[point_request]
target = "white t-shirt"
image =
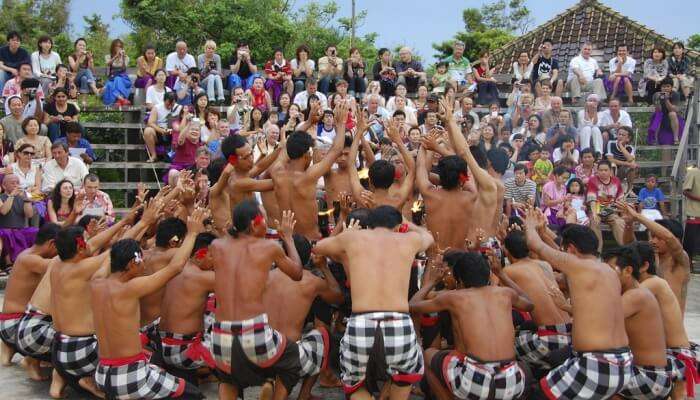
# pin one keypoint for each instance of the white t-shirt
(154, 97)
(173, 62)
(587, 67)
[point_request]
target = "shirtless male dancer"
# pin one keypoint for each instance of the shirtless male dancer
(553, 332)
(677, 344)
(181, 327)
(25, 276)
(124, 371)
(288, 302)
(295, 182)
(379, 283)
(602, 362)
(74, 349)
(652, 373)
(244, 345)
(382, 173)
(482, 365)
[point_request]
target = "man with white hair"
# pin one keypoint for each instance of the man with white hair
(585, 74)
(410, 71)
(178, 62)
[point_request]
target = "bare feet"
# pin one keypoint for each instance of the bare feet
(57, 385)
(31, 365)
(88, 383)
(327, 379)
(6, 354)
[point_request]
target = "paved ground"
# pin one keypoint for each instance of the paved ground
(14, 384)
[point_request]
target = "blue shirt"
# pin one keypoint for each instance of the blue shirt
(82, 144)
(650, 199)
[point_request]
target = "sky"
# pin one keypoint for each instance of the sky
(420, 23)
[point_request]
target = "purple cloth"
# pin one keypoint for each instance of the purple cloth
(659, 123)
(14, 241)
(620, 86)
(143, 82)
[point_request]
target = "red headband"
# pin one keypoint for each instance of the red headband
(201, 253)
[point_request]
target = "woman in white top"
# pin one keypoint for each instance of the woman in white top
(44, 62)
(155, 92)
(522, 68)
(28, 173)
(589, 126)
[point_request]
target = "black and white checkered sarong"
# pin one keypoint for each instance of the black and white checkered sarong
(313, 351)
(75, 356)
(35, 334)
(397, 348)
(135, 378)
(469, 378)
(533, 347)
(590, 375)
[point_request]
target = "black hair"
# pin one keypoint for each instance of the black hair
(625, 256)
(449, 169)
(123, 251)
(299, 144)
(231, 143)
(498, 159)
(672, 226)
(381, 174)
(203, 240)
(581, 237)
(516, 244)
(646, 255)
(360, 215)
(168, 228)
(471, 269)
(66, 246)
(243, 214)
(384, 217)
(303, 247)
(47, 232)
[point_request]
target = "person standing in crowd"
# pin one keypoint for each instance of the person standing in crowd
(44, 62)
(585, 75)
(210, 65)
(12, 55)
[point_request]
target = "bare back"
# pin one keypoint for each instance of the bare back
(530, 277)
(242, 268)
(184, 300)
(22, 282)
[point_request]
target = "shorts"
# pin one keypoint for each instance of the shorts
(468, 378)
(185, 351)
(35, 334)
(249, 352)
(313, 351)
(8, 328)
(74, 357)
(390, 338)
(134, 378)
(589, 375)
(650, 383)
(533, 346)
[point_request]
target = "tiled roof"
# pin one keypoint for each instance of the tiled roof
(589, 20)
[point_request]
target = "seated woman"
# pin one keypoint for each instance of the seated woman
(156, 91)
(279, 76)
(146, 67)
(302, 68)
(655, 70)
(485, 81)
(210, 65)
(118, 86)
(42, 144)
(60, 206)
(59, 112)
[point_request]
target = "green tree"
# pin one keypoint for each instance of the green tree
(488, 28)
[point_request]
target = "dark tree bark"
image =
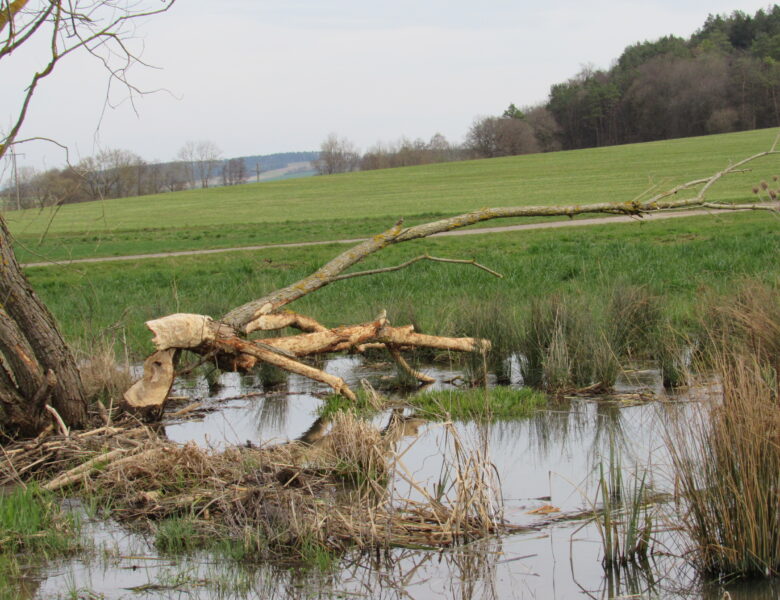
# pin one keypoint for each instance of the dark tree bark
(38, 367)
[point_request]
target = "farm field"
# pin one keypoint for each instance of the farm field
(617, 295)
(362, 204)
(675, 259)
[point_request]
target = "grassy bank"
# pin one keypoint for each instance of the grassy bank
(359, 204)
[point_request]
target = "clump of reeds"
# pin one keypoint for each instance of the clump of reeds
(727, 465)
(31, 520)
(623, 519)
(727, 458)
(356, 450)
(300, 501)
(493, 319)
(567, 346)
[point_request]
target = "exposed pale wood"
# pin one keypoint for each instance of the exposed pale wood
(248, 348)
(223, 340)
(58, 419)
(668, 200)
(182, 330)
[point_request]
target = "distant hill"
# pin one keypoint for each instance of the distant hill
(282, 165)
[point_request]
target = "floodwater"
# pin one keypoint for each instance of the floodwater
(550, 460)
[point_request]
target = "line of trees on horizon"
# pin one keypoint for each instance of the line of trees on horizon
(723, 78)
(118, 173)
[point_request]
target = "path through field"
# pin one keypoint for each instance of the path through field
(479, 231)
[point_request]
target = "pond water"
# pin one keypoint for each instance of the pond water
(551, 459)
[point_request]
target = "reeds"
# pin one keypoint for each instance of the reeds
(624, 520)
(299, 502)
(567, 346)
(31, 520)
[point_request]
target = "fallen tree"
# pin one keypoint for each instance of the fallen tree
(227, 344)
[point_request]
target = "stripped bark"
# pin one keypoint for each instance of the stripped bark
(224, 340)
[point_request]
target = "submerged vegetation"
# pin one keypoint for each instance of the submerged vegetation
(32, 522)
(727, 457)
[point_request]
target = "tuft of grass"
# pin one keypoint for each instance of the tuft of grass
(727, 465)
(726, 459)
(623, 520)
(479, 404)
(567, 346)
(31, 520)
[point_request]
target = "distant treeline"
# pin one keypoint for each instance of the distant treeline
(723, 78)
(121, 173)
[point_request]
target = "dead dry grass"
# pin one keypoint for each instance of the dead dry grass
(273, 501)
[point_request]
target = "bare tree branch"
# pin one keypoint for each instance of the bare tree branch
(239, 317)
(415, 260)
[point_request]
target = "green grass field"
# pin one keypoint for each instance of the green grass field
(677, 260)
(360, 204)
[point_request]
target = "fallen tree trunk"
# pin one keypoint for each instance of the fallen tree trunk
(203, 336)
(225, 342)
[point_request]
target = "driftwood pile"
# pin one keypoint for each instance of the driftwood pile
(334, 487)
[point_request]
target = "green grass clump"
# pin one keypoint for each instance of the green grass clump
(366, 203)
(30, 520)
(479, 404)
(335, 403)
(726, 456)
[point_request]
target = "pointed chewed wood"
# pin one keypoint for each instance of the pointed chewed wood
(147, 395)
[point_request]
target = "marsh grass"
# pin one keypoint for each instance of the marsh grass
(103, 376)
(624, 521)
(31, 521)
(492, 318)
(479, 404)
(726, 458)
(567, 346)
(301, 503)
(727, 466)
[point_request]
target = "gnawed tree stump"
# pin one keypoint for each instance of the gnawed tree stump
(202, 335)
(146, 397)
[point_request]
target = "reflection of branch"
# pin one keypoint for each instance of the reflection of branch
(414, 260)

- - -

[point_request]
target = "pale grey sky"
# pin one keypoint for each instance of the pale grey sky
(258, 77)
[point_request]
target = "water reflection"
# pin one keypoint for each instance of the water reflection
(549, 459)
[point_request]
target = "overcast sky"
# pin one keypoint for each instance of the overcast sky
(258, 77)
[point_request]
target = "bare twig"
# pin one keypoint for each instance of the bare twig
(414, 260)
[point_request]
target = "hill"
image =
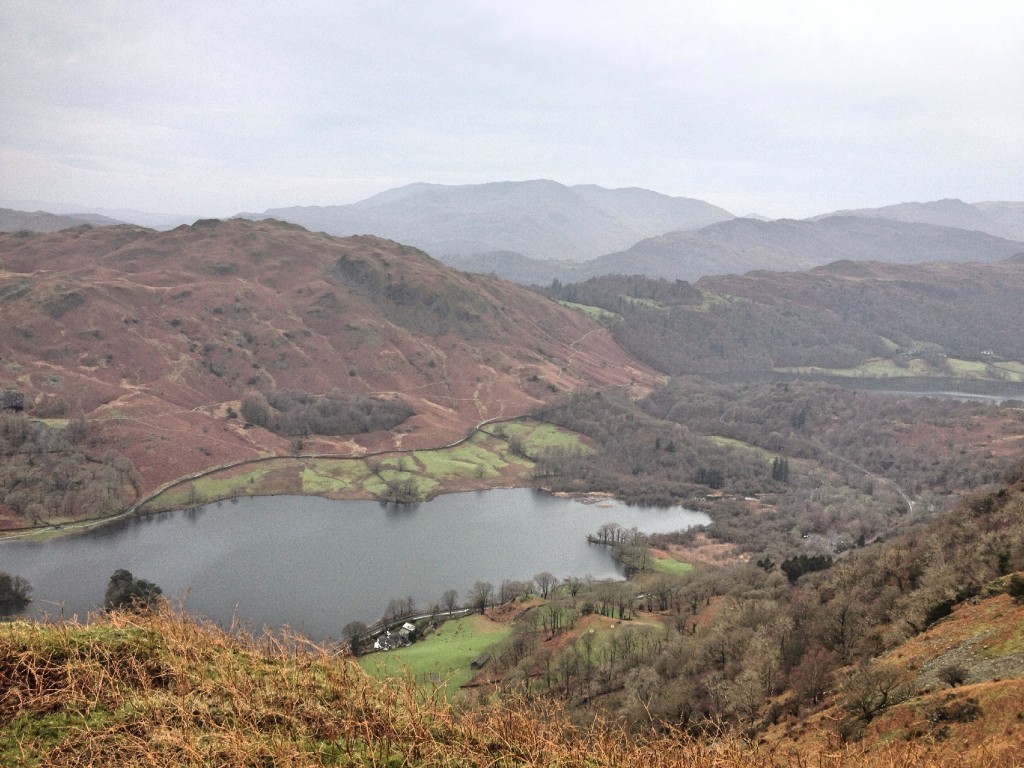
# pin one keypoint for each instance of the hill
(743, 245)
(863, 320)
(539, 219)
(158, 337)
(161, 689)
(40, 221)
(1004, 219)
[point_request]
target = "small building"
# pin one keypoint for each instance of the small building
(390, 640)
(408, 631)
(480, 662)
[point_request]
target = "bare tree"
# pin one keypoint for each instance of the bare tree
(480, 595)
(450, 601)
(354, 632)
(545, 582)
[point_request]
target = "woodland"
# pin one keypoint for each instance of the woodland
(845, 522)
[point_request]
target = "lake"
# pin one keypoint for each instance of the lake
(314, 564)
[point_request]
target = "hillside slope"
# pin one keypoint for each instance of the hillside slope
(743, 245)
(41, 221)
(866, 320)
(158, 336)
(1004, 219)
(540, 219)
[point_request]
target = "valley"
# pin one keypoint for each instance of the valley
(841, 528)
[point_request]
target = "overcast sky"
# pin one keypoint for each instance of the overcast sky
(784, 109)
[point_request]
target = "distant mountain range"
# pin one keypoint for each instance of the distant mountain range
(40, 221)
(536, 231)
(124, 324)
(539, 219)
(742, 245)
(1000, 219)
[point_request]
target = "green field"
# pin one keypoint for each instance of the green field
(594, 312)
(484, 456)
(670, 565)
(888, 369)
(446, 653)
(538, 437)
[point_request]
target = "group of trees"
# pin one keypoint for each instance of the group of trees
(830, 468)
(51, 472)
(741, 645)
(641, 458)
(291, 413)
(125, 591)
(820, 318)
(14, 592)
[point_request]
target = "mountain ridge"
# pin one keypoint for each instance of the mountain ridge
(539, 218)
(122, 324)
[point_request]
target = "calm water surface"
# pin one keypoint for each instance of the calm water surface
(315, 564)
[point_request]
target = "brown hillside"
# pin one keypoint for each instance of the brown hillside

- - -

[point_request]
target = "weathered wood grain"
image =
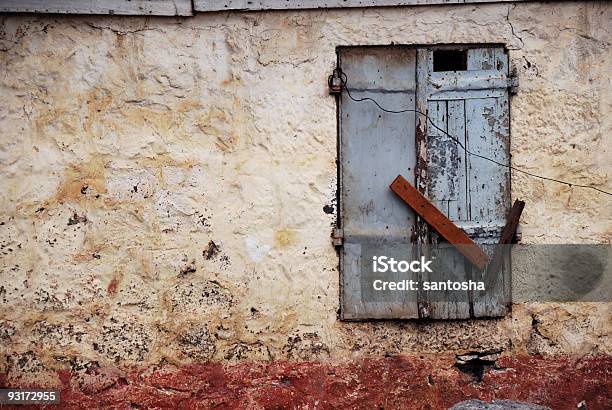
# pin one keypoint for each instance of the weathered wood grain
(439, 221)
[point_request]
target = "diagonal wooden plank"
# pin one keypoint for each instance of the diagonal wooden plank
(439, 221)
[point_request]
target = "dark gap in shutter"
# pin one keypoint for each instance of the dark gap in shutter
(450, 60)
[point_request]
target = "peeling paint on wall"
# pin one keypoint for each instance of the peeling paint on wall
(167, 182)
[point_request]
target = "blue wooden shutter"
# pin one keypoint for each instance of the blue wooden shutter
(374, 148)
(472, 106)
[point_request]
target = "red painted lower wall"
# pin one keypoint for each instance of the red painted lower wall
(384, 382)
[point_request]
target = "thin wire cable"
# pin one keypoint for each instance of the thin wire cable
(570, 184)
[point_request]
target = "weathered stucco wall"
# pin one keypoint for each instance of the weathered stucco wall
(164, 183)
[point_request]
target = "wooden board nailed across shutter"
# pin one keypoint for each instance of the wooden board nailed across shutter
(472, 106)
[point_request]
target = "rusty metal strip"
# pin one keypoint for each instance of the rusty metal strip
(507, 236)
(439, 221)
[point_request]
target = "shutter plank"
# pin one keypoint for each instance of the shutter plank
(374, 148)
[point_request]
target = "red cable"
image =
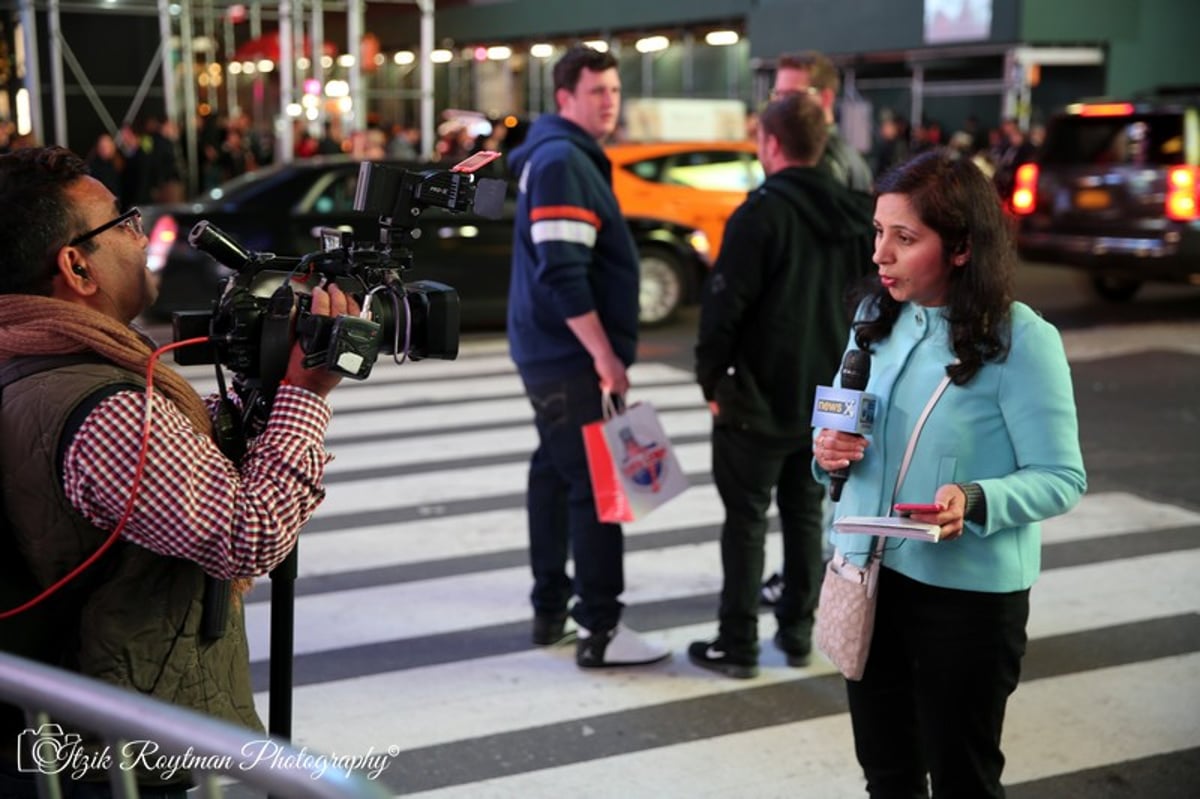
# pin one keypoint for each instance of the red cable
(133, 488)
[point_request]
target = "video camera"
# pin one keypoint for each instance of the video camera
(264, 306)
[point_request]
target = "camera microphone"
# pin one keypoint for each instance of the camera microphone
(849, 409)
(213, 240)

- - -

Would you show every line in the data above that contains the string "brown"?

SOLUTION FOR THIS PROBLEM —
target = "brown hillside"
# pin one keypoint for each instance of the brown hillside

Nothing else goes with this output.